Quote, without change, all of the lines that follow.

+++ Records for this task +++

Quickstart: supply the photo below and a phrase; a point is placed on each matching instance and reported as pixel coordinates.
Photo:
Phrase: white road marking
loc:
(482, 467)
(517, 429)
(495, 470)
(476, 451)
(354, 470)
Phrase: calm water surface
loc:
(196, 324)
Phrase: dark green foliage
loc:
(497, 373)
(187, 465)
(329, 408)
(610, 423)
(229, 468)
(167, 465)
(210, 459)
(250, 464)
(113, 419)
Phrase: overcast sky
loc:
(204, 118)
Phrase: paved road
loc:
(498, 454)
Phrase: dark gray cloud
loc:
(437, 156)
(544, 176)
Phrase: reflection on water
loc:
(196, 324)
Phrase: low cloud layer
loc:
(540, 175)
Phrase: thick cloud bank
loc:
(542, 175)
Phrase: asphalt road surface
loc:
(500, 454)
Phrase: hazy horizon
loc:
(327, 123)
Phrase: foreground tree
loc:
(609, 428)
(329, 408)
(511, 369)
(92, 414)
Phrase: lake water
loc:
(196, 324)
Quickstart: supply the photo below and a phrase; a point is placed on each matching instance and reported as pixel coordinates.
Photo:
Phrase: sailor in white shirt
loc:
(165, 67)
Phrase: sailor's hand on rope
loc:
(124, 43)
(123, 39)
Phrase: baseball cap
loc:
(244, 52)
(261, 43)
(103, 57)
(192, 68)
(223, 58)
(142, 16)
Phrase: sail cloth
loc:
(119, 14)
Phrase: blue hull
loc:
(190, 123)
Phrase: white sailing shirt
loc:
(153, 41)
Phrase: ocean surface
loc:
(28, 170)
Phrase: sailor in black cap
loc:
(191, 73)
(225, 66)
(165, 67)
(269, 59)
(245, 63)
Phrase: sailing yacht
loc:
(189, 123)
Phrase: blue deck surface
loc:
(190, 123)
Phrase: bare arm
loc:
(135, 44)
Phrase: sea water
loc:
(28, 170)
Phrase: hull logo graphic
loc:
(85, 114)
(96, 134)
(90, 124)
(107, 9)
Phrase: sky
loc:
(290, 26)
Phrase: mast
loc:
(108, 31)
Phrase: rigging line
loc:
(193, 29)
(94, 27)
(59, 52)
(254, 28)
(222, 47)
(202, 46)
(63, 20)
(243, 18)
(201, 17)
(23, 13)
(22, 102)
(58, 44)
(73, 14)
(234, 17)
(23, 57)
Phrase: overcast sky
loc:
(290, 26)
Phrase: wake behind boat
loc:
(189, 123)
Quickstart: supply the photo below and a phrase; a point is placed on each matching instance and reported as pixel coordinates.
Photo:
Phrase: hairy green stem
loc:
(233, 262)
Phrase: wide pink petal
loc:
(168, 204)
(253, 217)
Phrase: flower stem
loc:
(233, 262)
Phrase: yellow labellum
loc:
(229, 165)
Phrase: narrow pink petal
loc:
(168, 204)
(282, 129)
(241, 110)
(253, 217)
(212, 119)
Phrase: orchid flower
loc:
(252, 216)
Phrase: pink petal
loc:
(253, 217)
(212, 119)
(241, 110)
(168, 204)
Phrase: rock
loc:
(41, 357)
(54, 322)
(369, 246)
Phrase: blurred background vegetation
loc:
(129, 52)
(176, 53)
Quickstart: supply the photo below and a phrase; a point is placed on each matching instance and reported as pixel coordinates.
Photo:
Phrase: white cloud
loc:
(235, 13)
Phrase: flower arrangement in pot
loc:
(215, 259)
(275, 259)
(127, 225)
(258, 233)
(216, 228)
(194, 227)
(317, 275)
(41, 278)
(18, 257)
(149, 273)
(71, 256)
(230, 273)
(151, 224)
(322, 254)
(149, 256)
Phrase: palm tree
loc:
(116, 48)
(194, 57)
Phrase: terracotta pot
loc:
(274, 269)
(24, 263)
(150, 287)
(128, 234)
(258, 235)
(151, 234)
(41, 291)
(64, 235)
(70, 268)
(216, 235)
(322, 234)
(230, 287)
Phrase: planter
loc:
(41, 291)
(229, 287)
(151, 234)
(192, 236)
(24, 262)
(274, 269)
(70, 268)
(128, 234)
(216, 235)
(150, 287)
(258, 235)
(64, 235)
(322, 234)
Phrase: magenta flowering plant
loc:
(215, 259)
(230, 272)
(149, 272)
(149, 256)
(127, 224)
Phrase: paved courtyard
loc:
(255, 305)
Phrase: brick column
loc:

+++

Complete response:
Quickstart: supply the photo below and a phrase; a point is placed on each matching instance and reported as pixel coordinates.
Photo:
Phrase: white road marking
loc:
(482, 467)
(517, 429)
(495, 470)
(476, 451)
(354, 470)
Phrase: calm water surface
loc:
(196, 324)
Phrase: dark green foliage
loc:
(497, 373)
(187, 465)
(329, 408)
(610, 423)
(229, 468)
(167, 465)
(210, 459)
(250, 464)
(113, 419)
Phrase: overcast sky
loc:
(204, 118)
Phrase: paved road
loc:
(498, 454)
Phrase: dark gray cloud
loc:
(437, 156)
(544, 176)
Phrase: reflection on water
loc:
(196, 324)
Phrase: low cloud layer
loc:
(540, 175)
Phrase: thick cloud bank
loc:
(542, 175)
Phrase: asphalt road surface
loc:
(500, 454)
Phrase: hazy horizon
loc:
(327, 123)
Phrase: foreground tree
loc:
(609, 428)
(329, 408)
(511, 369)
(92, 414)
Phrase: lake water
loc:
(196, 324)
Quickstart: supply the photo below and a phrase; a point is placed on each matching instance and reported as pixel coordinates.
Photo:
Phrase: sailor in white shirt
loc:
(165, 67)
Phrase: sailor's hand on rope
loc:
(124, 43)
(123, 39)
Phrase: baseball cap
loc:
(244, 52)
(261, 43)
(103, 57)
(192, 68)
(223, 58)
(142, 16)
Phrase: sail cloth
loc:
(119, 14)
Phrase: blue hull
loc:
(190, 123)
Phrase: white sailing shirt
loc:
(153, 41)
Phrase: ocean surface
loc:
(28, 170)
Phrase: sailor in black cap
loc:
(191, 73)
(225, 66)
(165, 67)
(269, 59)
(245, 63)
Phrase: sailing yacht
loc:
(189, 123)
Phrase: blue deck surface
loc:
(190, 123)
Phrase: bare arm
loc:
(135, 44)
Phrase: sea water
loc:
(28, 170)
Phrase: hull logo graphic
loc:
(85, 114)
(96, 134)
(90, 124)
(107, 9)
Phrase: sky
loc:
(290, 26)
Phrase: mast
loc:
(108, 31)
Phrase: rigging line
loc:
(193, 29)
(94, 27)
(59, 52)
(254, 28)
(222, 47)
(202, 46)
(63, 20)
(243, 18)
(201, 17)
(23, 13)
(22, 102)
(58, 44)
(73, 14)
(234, 17)
(23, 57)
Phrase: overcast sky
loc:
(290, 26)
Phrase: wake behind boat
loc:
(189, 123)
Quickstart: supply the photo below and a phrase; a point is placed on each matching instance and reported as pixel coordinates.
Photo:
Phrase: hairy green stem
loc:
(233, 262)
Phrase: wide pink petal
loc:
(168, 204)
(253, 217)
Phrase: flower stem
loc:
(233, 262)
Phrase: yellow labellum
loc:
(229, 165)
Phrase: narrow pink petal
loc:
(168, 204)
(282, 129)
(241, 110)
(253, 217)
(212, 119)
Phrase: orchid flower
loc:
(252, 216)
Phrase: pink petal
loc:
(253, 217)
(212, 119)
(241, 110)
(168, 204)
Phrase: rock
loc:
(41, 357)
(54, 322)
(369, 246)
Phrase: blurred background vegetation
loc:
(129, 52)
(176, 53)
Quickstart: supply the photo below and a phrase; a point is placed on each matching instance and reported as pixel coordinates.
Photo:
Phrase: white cloud
loc:
(235, 13)
Phrase: flower arrangement in pot
loc:
(215, 259)
(275, 259)
(127, 225)
(258, 233)
(216, 228)
(194, 227)
(317, 275)
(41, 278)
(18, 257)
(149, 273)
(71, 256)
(230, 273)
(151, 224)
(322, 254)
(149, 256)
Phrase: palm tree
loc:
(116, 48)
(194, 57)
Phrase: terracotta pot
loc:
(274, 269)
(24, 263)
(150, 287)
(128, 234)
(258, 235)
(151, 234)
(41, 291)
(64, 235)
(70, 268)
(216, 235)
(322, 234)
(230, 287)
Phrase: planter
loc:
(41, 291)
(229, 287)
(151, 234)
(192, 236)
(24, 262)
(274, 269)
(70, 268)
(128, 234)
(216, 235)
(150, 287)
(258, 235)
(64, 235)
(322, 234)
Phrase: magenta flowering plant
loc:
(215, 259)
(230, 272)
(149, 272)
(149, 256)
(127, 224)
Phrase: paved courtyard
loc:
(255, 305)
Phrase: brick column
loc:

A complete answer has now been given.